[Material provided]
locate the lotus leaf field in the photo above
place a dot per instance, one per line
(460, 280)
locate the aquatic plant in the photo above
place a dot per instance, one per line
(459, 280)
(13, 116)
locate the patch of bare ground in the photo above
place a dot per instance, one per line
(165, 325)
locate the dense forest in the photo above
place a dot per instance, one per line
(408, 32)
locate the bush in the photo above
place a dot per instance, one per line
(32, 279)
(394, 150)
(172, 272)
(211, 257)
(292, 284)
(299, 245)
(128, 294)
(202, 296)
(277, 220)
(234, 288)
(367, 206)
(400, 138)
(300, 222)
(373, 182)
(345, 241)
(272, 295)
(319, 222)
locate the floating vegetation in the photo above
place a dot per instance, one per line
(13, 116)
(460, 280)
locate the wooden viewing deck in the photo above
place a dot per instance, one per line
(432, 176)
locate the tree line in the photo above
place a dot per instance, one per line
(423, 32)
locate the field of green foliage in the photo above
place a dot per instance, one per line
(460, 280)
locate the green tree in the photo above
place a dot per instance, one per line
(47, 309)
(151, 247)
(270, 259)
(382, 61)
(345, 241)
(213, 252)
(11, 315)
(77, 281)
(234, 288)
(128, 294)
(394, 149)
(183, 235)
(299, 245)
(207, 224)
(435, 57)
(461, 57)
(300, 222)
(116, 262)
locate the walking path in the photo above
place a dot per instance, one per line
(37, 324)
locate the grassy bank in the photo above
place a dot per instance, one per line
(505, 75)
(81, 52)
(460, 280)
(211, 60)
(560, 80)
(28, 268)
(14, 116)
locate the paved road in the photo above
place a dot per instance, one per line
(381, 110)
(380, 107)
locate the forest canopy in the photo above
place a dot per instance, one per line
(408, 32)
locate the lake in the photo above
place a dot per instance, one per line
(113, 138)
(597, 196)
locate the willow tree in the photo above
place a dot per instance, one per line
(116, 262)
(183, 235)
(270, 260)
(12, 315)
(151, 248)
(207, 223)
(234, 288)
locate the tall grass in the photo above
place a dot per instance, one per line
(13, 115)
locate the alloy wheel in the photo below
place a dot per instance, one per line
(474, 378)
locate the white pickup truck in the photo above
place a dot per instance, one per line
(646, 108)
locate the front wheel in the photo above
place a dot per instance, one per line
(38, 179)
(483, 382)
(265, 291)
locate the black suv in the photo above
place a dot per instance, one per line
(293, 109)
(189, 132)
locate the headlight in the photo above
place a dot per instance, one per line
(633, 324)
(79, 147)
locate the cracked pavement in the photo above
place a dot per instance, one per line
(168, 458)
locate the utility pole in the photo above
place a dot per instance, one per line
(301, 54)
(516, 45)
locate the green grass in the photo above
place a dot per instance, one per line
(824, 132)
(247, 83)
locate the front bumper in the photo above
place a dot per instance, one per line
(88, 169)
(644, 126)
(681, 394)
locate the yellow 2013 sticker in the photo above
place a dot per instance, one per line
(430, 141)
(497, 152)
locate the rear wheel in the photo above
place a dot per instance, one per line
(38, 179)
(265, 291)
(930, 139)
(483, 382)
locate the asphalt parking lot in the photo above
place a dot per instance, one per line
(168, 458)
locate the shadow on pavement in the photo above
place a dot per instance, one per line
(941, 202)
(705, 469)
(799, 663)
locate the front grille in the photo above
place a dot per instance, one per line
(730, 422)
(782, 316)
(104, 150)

[Given problem]
Reproduce all of the records above, swapping in "image above" wherever "photo above" appears and leaving every other word untouched.

[Task output]
locate the lotus leaf field in the image above
place a dot per instance, one per line
(460, 280)
locate the aquatic plant in the image above
place a dot per instance, one per line
(459, 280)
(13, 116)
locate the patch of bare ground in the image above
place a dot per instance, one per line
(165, 325)
locate the dense forest in the image above
place a dot per instance, one per line
(408, 32)
locate the bush in the image above
place a dot per instance, one per line
(32, 279)
(394, 150)
(172, 272)
(211, 257)
(292, 284)
(299, 245)
(128, 294)
(202, 296)
(277, 220)
(234, 288)
(367, 206)
(400, 138)
(300, 222)
(373, 182)
(345, 241)
(272, 295)
(319, 222)
locate the floating vegetation in the image above
place a dot per instance, one per line
(13, 116)
(460, 280)
locate the wooden viewing deck in the image above
place a dot per instance, one per line
(432, 176)
locate the tree line in the image above
place a dot per instance, one per line
(423, 32)
locate the field of green foliage in the image above
place a dot per instance, one per line
(460, 280)
locate the green tree in the image above
place a dot per instance, one per line
(47, 309)
(151, 247)
(270, 259)
(382, 61)
(345, 241)
(213, 252)
(11, 315)
(77, 281)
(234, 288)
(128, 294)
(394, 149)
(183, 235)
(299, 245)
(207, 224)
(435, 57)
(461, 57)
(300, 222)
(116, 262)
locate the walking path in the image above
place a dot per instance, one per line
(37, 324)
locate the grassy bank in the image above
place a dot per instance, one per line
(505, 75)
(81, 52)
(460, 280)
(211, 60)
(560, 80)
(28, 268)
(14, 116)
locate the paved road in the image above
place a dot per instance, one per line
(381, 110)
(380, 107)
locate the forest canopy in the image above
place a dot per instance, one per line
(408, 32)
locate the lake in the image above
place a dot per instance, one per line
(113, 138)
(597, 196)
locate the willow tree in the image above
place a dot per instance, one per line
(116, 262)
(183, 235)
(270, 260)
(12, 315)
(151, 248)
(207, 223)
(234, 288)
locate the tall grass in the image above
place a dot per instance, one per line
(13, 115)
locate the alloy wheel in the photo below
place a dot per instance, one per line
(474, 378)
locate the white pickup truck in the image above
place a dot per instance, one per line
(646, 108)
locate the front wheel in the image above
place a dot per instance, one per line
(38, 179)
(483, 382)
(265, 291)
locate the black suv in the image above
place a dot per instance, one per line
(293, 109)
(189, 132)
locate the headlight in the image above
place a dot per instance, one per line
(633, 324)
(79, 147)
locate the cracked pavement in the image above
place a dot per instance, one per line
(168, 458)
locate the utility pole in the image above
place a dot per instance, one per line
(301, 54)
(516, 45)
locate the green grass in the image above
place a dot per instance, one per line
(824, 132)
(247, 83)
locate the front bumper in the image above
place a dot per instance, one per line
(88, 169)
(644, 126)
(681, 394)
locate the yellow 2013 sticker in the image above
place a dot per instance, one per line
(430, 141)
(497, 152)
locate the rear wheel in the image above
place a dot per instance, one per line
(38, 179)
(265, 291)
(930, 139)
(483, 382)
locate the asphalt parking lot in the image above
place a dot per instance, one per line
(168, 458)
locate the shadow on pavement in the image above
place a dot per instance, one per line
(941, 202)
(705, 469)
(799, 663)
locate the front grille in the image above
place a dot per instance, one per line
(730, 422)
(782, 316)
(104, 150)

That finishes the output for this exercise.